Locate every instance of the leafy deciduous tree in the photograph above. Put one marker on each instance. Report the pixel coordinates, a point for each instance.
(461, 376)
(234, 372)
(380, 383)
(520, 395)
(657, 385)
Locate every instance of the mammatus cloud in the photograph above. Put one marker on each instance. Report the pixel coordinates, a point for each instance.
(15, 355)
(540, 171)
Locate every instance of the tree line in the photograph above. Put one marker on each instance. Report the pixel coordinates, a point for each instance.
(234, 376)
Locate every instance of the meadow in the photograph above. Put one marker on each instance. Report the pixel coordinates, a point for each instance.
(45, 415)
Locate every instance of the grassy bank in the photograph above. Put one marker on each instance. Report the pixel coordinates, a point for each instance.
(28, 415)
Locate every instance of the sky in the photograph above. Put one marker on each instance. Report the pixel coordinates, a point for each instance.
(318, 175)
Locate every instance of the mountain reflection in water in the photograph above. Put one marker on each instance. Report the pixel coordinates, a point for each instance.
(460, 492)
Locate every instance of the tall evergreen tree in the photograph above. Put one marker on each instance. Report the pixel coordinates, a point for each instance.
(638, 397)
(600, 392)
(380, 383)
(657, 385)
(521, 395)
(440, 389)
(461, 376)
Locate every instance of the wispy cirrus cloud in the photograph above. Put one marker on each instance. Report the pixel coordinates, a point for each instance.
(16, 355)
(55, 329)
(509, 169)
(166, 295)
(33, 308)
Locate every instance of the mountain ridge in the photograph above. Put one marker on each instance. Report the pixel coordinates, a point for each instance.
-------------------------
> [Task goal] Starting with the line containing "Locate every instance of the sky" and going on through the end of the items above, rewrite those lines as a numbered list, leaving out any blank lines.

> [Problem solution]
1. Locate every instance of the sky in the photograph above. Put one marker on each instance. Report the pixel coordinates, a point for each instance.
2. (318, 175)
3. Locate every instance of the mountain reflection in water in the photograph above. Put one marker on each instance. Report the pixel coordinates, a point for each instance.
4. (460, 492)
5. Locate every instance of the tall evergreen tree in the photograph above. Put one marker on each instance. Report the pixel coordinates, a point for each instance.
6. (638, 397)
7. (600, 392)
8. (380, 383)
9. (657, 385)
10. (521, 395)
11. (440, 389)
12. (461, 376)
13. Locate every instance of the wispy cirrus cloud in the photograph above. Put one marker on each instance. Report the pixel coordinates, a point for each instance.
14. (16, 355)
15. (55, 329)
16. (509, 169)
17. (166, 295)
18. (33, 308)
19. Locate every instance of the mountain ridge in the photograph above. Put one marker on each instance. Report the pixel coordinates, a point for each instance.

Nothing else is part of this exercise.